START EXTRACTED DATA

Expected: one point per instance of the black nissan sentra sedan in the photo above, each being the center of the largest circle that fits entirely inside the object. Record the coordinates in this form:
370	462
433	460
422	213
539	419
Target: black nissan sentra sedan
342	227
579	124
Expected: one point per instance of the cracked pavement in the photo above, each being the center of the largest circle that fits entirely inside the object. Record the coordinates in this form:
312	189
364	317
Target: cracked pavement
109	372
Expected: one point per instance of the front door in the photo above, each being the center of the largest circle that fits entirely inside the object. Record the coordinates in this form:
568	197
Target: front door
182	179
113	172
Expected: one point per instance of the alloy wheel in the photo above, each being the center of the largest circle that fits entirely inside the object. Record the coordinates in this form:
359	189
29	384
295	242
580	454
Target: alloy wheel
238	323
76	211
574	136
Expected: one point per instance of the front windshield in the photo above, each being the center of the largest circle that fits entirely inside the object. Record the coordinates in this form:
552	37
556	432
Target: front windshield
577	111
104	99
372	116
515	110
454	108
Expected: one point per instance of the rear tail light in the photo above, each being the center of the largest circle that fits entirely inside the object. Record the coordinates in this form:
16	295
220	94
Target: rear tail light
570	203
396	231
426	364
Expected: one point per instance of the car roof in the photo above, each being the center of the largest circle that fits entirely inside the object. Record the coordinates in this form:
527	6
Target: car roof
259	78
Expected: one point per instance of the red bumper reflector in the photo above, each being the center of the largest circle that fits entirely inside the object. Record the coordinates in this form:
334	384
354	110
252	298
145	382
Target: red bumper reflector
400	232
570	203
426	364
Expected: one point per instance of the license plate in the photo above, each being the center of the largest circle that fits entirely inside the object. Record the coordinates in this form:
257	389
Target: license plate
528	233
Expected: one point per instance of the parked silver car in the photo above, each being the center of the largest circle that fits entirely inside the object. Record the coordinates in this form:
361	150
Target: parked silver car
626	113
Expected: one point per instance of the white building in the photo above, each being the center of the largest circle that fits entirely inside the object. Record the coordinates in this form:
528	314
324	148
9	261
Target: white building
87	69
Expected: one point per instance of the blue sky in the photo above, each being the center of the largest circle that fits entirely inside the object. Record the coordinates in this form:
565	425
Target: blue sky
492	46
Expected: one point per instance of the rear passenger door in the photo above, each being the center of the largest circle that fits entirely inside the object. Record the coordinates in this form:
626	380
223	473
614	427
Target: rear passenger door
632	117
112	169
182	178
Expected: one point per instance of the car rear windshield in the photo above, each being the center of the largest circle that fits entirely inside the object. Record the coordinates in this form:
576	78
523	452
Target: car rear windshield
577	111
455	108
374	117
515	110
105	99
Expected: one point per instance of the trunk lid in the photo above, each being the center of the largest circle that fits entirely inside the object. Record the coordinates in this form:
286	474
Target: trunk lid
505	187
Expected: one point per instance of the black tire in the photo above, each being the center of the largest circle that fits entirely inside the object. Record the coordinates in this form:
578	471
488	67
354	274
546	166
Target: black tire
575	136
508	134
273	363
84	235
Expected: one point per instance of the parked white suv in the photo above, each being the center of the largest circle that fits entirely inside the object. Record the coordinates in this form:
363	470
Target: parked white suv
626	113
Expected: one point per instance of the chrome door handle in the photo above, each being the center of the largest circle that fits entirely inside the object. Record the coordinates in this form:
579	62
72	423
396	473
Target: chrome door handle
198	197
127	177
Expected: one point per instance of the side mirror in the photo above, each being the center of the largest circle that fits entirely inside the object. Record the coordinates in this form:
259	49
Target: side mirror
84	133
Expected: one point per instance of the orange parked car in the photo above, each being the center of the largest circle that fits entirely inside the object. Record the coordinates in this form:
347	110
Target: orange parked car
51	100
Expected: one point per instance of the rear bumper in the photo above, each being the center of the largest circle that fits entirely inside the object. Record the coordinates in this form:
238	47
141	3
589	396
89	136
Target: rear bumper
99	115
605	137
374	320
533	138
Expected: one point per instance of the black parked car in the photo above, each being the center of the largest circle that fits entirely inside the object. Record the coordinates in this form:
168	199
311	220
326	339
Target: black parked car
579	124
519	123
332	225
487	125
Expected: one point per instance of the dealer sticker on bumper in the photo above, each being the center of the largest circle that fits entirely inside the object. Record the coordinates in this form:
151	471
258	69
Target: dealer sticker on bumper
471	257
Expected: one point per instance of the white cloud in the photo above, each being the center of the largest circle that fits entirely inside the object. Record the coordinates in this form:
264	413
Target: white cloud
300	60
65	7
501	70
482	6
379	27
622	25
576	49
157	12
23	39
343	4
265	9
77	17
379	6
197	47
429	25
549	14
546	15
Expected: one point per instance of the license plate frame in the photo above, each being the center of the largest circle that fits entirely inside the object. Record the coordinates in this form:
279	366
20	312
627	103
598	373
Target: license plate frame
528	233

END EXTRACTED DATA

PROBLEM TO SOLVE =>
Update the data from the line with "Expected: one point per instance of the rear bumper" through the end, changing "white cloud" to "gray cloud" and leaving everything else as it is. Return only those lines.

RESPONSE TO THE TASK =>
Expected: one point per instance of the rear bumper in the photo above, each being the center of the largest circle that fits entirely inside the object. Record the coordinates in this form:
238	47
141	3
589	396
89	136
Target: rear bumper
99	115
605	137
374	320
533	138
Expected: one point per instance of the black parked car in the photo above, each being the center of the largest circle that fits entirely inside the object. Record the coordinates in this form:
168	199
311	220
326	339
Target: black parked car
579	124
519	123
332	225
487	125
Expected: one point per instance of the dealer sticker on bumper in the photo above, each being the center of the largest circle that fits entirely inside the object. Record the coordinates in this form:
151	471
258	69
Target: dealer sticker on bumper
471	257
Expected: one point per instance of the gray cloud in the photo above, each being the center of the largest circle that fits entirely inside the object. Record the coordinates in this form:
264	413
Target: gray cloud
300	60
65	7
501	70
482	6
379	27
622	25
576	49
157	12
23	39
343	4
265	9
77	17
379	6
197	47
429	25
549	14
546	15
Expected: one point per instance of the license plate frame in the photo above, each being the center of the largest circle that fits entirely inside the object. Record the coordinates in this form:
279	366
20	312
627	103
598	373
Target: license plate frame
528	233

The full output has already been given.